⟨

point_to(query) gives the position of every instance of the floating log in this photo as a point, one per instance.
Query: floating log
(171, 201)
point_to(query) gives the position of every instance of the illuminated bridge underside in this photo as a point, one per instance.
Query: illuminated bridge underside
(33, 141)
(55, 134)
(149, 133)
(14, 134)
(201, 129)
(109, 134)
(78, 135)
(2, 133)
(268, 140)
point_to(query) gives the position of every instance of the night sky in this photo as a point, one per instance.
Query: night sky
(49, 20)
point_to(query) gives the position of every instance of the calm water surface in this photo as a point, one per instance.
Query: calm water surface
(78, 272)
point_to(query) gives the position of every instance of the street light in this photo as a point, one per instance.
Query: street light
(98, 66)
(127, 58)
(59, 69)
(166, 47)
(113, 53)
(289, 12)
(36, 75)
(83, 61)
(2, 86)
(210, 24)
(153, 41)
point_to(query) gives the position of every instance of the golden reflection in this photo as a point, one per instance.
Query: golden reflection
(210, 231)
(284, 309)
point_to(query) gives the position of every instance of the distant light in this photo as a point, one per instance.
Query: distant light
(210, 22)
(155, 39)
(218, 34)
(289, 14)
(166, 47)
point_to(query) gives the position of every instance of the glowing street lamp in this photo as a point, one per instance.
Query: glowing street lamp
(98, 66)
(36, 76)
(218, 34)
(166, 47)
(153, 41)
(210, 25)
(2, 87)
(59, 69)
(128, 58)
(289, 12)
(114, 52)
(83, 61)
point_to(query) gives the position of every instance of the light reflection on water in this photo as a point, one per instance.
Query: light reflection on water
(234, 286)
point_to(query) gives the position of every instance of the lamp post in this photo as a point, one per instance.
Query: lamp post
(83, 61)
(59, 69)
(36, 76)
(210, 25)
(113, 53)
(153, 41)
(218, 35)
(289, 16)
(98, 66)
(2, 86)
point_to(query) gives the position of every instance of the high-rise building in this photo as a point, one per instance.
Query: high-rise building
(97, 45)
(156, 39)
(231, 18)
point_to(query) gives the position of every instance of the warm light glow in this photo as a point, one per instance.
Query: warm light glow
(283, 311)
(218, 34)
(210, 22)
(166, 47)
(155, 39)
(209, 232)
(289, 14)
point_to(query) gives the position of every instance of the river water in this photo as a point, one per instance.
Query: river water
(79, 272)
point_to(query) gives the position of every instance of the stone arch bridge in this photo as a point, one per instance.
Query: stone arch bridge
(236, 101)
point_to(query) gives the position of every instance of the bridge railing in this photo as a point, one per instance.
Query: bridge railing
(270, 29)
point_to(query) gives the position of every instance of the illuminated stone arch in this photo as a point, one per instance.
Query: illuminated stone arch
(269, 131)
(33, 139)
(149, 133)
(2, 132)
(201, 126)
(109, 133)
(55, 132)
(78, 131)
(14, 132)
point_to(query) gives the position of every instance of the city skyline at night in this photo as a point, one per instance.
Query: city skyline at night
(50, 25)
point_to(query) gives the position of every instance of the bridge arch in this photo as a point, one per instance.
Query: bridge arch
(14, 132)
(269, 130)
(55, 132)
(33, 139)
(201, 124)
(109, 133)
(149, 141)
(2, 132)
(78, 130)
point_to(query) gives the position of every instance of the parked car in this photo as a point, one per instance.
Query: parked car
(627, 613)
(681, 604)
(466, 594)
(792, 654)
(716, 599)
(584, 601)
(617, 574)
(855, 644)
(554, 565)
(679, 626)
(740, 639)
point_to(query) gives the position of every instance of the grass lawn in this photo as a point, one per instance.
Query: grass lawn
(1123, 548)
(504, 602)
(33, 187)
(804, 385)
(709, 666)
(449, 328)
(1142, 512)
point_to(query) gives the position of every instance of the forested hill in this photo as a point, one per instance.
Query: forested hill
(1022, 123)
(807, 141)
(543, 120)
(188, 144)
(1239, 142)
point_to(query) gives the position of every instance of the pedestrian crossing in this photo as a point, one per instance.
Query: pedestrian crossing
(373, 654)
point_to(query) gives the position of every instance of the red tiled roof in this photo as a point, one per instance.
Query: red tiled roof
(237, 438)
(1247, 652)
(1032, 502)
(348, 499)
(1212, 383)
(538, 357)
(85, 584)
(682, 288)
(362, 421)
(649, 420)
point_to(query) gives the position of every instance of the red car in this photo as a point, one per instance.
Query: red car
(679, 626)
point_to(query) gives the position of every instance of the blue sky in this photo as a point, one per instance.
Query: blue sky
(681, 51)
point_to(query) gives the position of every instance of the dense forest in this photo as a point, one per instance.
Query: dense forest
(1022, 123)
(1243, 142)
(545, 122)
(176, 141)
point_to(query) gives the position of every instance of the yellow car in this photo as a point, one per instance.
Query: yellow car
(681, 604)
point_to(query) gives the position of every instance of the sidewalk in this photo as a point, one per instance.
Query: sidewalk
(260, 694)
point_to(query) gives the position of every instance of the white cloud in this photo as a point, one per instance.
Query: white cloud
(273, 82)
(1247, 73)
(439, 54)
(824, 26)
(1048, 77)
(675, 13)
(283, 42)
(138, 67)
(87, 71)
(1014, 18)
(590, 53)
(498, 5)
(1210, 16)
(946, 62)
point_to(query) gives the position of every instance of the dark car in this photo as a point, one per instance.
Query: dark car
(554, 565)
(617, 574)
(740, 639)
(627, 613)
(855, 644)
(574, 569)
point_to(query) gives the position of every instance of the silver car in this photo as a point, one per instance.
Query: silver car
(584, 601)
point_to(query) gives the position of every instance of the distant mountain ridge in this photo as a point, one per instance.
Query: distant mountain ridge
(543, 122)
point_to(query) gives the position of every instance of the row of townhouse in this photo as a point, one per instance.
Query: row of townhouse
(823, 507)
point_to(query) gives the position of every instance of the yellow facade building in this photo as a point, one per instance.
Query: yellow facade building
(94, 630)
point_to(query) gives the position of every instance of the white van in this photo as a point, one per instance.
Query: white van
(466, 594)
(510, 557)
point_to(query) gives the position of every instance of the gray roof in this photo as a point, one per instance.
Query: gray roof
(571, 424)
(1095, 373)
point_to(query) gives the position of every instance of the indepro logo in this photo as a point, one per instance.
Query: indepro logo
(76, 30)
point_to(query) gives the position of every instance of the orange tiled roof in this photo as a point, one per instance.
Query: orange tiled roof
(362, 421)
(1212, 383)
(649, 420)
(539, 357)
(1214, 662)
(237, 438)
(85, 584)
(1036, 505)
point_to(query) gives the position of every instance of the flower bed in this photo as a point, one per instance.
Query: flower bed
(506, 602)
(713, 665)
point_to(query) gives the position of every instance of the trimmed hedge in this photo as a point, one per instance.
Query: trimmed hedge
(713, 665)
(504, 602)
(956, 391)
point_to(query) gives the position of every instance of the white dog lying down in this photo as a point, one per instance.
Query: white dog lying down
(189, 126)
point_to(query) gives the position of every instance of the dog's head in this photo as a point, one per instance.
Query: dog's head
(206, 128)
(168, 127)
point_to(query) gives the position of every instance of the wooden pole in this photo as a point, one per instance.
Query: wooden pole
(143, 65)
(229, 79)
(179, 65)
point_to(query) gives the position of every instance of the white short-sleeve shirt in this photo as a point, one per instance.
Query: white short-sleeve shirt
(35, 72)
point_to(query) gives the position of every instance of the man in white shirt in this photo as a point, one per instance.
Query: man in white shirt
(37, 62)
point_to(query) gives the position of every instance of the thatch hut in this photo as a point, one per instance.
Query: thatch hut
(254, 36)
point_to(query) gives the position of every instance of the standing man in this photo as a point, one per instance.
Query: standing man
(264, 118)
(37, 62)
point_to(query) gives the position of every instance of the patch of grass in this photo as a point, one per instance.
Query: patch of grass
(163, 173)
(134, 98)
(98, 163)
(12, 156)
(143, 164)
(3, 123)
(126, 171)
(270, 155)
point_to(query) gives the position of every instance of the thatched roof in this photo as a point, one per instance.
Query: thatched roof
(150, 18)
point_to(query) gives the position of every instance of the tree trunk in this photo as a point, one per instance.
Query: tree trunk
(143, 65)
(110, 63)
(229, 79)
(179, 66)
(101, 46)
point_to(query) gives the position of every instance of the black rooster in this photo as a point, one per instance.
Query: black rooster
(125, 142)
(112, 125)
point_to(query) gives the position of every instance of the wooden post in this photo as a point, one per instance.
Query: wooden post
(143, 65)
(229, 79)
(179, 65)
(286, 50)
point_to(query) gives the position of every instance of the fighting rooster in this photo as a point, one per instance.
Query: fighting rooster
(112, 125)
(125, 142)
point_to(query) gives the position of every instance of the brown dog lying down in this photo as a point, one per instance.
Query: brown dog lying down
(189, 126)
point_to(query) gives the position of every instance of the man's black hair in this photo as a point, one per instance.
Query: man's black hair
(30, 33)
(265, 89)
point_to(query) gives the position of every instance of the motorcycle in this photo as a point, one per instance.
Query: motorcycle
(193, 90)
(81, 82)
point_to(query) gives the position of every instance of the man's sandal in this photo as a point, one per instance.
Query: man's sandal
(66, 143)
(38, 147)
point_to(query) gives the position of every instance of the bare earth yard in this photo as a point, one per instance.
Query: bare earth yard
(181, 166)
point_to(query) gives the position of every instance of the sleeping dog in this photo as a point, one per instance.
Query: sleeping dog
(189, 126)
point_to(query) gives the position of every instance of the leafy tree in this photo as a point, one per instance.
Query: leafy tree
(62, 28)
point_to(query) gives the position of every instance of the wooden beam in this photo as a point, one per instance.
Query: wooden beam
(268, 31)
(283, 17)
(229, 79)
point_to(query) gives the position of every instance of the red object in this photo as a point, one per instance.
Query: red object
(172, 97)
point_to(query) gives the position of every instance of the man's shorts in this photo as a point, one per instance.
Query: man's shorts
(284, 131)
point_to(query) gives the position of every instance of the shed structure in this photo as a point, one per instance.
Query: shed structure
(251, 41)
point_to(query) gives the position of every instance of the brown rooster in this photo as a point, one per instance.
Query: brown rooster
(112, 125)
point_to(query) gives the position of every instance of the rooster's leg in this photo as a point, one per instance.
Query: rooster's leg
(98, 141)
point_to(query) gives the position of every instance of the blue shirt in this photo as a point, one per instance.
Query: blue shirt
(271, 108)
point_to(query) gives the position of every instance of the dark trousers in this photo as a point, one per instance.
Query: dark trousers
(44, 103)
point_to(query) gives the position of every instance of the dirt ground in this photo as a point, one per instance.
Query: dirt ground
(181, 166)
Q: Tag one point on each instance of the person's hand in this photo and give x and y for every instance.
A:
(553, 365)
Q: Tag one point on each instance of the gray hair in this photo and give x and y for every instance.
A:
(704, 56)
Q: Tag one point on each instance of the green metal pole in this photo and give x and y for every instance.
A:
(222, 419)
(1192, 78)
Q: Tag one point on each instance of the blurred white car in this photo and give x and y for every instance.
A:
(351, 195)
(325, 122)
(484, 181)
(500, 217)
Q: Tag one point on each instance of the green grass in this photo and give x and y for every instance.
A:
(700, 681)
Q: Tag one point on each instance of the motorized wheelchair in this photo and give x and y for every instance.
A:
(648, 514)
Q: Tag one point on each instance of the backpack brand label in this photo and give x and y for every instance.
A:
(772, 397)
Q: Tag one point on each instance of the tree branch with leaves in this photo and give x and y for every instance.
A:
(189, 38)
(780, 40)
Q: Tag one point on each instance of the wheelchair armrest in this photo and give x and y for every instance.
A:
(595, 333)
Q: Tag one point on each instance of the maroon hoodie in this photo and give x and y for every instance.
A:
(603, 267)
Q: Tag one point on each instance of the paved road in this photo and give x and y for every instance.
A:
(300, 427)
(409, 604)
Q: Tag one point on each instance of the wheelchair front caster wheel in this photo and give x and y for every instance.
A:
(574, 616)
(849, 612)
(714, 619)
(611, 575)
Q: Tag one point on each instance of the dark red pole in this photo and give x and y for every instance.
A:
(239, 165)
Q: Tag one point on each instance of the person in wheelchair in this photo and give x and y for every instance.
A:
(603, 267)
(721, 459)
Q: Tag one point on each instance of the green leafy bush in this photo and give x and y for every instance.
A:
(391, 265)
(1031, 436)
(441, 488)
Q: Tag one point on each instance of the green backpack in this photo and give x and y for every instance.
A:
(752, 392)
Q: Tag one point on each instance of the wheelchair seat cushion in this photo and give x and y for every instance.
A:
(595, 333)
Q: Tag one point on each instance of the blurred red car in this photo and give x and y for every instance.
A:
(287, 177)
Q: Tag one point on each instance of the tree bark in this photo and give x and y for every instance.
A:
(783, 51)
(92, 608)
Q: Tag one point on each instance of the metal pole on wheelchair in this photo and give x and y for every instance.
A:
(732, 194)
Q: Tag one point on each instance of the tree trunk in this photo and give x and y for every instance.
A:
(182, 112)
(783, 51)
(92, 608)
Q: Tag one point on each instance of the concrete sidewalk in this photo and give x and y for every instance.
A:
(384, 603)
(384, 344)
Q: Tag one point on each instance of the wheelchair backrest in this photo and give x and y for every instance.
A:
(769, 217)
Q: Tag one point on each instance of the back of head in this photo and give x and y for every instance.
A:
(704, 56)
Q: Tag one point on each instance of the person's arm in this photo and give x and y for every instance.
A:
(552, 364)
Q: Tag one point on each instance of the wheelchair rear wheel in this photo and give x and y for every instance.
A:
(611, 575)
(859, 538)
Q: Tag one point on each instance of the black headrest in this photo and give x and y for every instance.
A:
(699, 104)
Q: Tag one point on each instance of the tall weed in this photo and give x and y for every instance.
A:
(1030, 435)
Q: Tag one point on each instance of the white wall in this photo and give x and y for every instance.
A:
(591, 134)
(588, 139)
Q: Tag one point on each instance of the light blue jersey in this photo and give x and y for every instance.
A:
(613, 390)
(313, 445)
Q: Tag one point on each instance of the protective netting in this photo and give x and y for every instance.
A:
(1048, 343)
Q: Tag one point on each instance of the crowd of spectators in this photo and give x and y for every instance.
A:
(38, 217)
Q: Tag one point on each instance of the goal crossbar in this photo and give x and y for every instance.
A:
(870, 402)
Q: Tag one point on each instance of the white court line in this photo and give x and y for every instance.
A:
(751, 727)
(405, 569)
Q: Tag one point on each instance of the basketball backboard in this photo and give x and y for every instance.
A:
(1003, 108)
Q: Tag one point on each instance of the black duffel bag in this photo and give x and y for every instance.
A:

⟩

What to do >> Return, unchanged, each line from the line containing "Q: Tag one point on each instance of the tall" through the last line of the material.

Answer to this exercise >>
Q: Tag one point on each instance of the tall weed in this photo and give x and y for every instance.
A:
(1030, 435)
Q: Tag one point on each instance of the white wall in this photo and give x and y for every instance.
A:
(591, 134)
(588, 139)
Q: Tag one point on each instance of the light blue jersey in this photo and give x and y for every instance.
A:
(613, 390)
(313, 445)
Q: Tag one point on each instance of the protective netting in this photo and give x and y for every instance.
A:
(1048, 343)
Q: Tag one point on each instance of the crowd of spectators in this photo and give x and y for every instance.
A:
(38, 217)
Q: Tag one point on each instance of the goal crossbar in this photo and give x and y for every instance.
A:
(870, 402)
Q: Tag one point on each instance of the white court line in this photo and give x and y for every instance.
A:
(751, 727)
(405, 569)
Q: Tag one point on each instance of the basketball backboard in this photo and give x and y for every instance.
A:
(1003, 108)
Q: Tag one point on each instance of the black duffel bag in this photo and give x and y for every instance.
A:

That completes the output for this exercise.